• **CONSIGNE A**
D'après le texte de lecture, de quel parlement Lescot était-il président ?

• **TEXTE DE LECTURE**

####

Elle se trouva, à peu près dans le même temps, compromise, grâce à deux intrigantes et à sa mauvaise réputation, dans une aventure scandaleusement romanesque. Nous abrégeons le récit qu'en fait l'auteur de la Fameuse comédienne, qui n'a rien négligé pour faire connaître à fond la moralité de son héroïne. Un président du parlement de Grenoble, nommé Lescot, séduit par les charmes et le talent de mademoiselle Molière, qu'il n'avait jamais vue qu'au théâtre, en était devenu éperdument amoureux. N'entrevoyant aucun moyen d'arriver directement à elle, il s'adressa à une dame Le Doux, dont l'honorable emploi consistait à lever les difficultés et à rapprocher les personnes. Ce diplomate femelle, qui ne connaissait nullement mademoiselle Molière, mais qui se serait reproché toute sa vie d'avoir perdu une aussi belle occasion de faire une dupe, se rappela qu'il y avait à Paris une fille entretenue, nommée La Tourelle, qui ressemblait parfaitement à l'idole du président Lescot. Elle fit donc espérer à celui-ci que, par ses soins et ses démarches, elle parviendrait à faire combler ses vœux. L'amoureux magistrat promit de proportionner sa générosité à son bonheur.

Madame Le Doux se concerta avec mademoiselle La Tourelle; et, après un délai de quelques jours, qu'elle feignit d'avoir consacré à vaincre la résistance de la belle, elle prévint le président que l'objet de son amour consentait enfin à se rendre chez elle le lendemain, et qu'il pourrait l'y voir et l'y entretenir tête à tête. On devine aisément que notre amant, heureux en espérance, ne fut pas le dernier au rendez-vous. La Sosie de mademoiselle Molière y arriva en affectant ses airs et ses minauderies, et fit comprendre à son adorateur combien il devait être fier de lui avoir fait vaincre l'horreur qu'elle avait pour de tels lieux. Celui-ci, enivré de bonheur et d'amour, l'invita à déterminer elle-même le tribut de sa reconnaissance; mais mademoiselle La Tourelle, laissant adroitement à sa complice le soin de dépouiller leur dupe, affecta le désintéressement et La Fameuse comédienne, p. 41 et suiv.

####

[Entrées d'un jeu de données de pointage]
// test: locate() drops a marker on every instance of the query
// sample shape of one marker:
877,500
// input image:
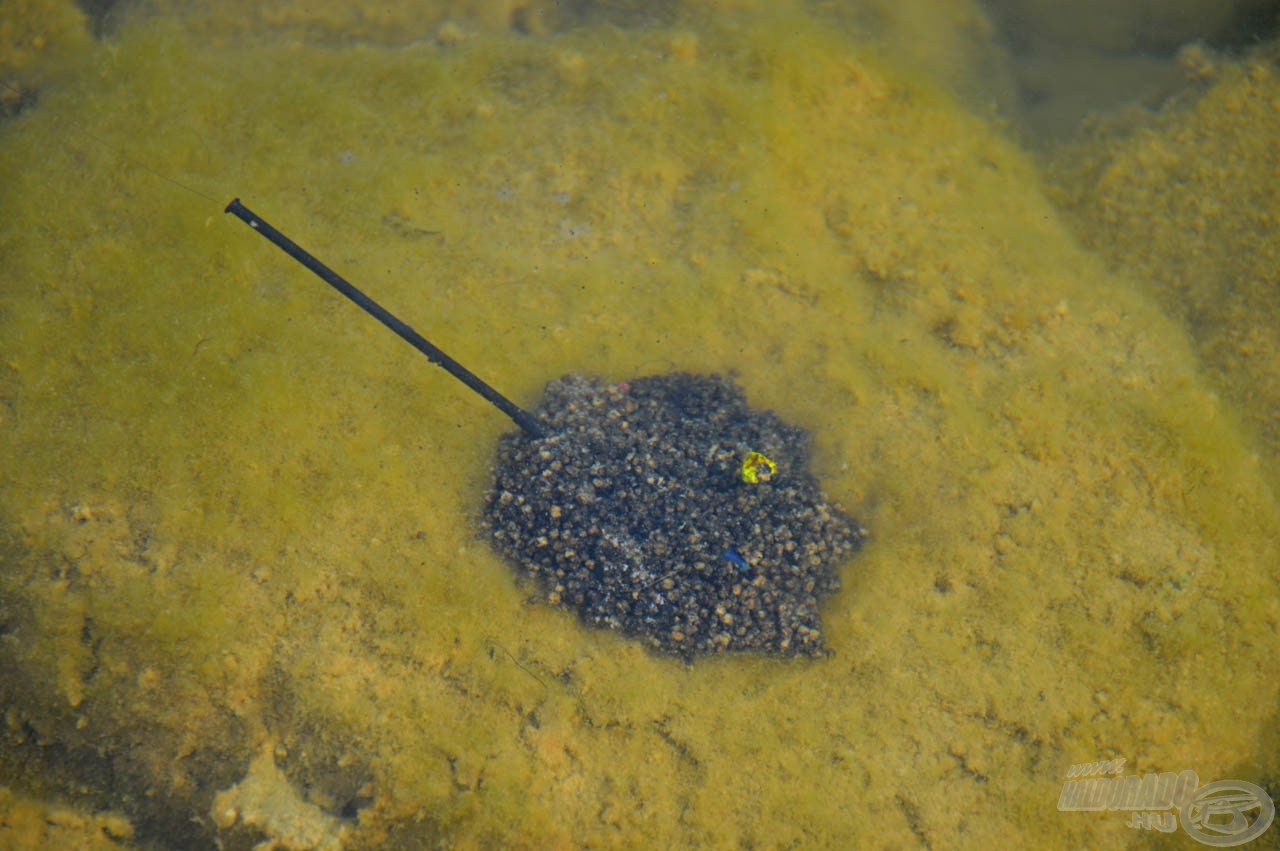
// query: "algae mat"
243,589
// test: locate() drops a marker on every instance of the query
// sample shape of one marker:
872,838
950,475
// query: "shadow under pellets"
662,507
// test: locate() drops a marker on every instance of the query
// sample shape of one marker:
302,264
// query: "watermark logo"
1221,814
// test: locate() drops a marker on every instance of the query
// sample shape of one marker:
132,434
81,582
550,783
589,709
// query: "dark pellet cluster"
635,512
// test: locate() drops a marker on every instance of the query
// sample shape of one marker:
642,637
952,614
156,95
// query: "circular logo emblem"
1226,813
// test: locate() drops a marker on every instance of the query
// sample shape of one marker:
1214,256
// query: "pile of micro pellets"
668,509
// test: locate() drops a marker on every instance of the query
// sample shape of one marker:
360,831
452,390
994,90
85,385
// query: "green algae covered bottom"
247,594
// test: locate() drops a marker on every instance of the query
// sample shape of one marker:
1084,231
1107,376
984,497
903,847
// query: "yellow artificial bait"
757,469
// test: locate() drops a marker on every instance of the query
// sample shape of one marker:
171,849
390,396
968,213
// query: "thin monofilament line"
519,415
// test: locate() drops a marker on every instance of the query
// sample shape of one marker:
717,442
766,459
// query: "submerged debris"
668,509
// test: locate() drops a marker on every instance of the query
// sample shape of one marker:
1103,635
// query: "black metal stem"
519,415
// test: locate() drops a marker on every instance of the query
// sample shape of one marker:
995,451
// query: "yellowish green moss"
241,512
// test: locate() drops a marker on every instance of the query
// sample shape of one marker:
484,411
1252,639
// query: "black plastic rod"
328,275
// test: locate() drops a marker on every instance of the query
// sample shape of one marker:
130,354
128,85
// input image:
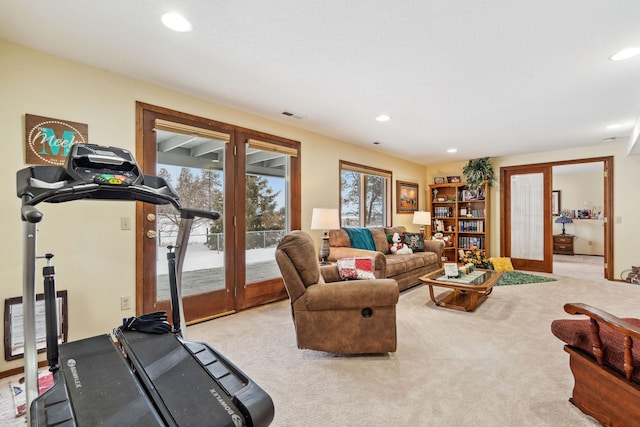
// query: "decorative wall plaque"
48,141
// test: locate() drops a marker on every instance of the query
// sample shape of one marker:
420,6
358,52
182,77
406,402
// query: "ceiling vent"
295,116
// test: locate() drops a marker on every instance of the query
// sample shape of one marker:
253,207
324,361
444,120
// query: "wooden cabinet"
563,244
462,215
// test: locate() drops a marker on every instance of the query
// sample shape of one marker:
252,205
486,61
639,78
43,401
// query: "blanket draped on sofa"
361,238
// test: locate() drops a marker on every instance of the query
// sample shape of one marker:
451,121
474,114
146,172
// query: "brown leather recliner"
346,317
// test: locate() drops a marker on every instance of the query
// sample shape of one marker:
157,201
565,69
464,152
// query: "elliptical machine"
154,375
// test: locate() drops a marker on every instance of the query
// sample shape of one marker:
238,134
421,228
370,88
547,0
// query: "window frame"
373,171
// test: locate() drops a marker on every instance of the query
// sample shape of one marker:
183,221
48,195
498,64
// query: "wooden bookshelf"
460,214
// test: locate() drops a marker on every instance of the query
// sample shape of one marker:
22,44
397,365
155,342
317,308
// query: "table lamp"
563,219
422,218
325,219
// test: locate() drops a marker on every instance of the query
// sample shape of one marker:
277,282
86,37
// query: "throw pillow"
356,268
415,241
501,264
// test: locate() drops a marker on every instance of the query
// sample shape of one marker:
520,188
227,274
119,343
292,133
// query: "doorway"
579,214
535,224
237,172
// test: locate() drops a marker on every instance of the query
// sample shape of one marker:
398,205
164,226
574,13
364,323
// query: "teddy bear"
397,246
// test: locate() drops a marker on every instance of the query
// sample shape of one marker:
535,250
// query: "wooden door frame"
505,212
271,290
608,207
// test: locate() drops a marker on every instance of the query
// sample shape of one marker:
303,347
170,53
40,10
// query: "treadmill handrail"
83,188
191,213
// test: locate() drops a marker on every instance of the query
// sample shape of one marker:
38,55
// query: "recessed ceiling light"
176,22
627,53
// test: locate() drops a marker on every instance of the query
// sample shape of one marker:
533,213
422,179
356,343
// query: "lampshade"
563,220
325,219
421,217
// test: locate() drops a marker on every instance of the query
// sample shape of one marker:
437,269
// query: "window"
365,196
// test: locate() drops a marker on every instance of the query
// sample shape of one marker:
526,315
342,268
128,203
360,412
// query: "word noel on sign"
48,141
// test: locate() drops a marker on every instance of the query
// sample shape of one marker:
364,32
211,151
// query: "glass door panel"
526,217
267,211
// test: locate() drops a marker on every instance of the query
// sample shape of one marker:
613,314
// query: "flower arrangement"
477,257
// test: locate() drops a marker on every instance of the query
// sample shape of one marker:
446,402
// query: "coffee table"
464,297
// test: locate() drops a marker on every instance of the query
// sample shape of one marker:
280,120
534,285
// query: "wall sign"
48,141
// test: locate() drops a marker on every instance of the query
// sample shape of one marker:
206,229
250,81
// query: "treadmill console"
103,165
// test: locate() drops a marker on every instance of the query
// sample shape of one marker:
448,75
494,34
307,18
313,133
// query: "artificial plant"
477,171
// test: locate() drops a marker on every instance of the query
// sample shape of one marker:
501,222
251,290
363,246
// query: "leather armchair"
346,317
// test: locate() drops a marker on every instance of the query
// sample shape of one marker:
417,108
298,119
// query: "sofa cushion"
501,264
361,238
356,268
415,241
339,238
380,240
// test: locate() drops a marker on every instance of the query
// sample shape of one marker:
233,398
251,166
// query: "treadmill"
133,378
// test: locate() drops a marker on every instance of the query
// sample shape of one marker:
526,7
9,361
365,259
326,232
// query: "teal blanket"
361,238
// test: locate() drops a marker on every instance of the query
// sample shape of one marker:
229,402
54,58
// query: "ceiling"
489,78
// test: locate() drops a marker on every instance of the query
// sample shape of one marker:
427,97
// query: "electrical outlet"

####

• **CONSIGNE B**
Relevez toutes les lignes des extraits de données qui contiennent le mot "wall".

• **RÉPONSE ATTENDUE A**
Du parlement de Grenoble.

• **RÉPONSE ATTENDUE B**
// query: "decorative wall plaque"
// query: "wall sign"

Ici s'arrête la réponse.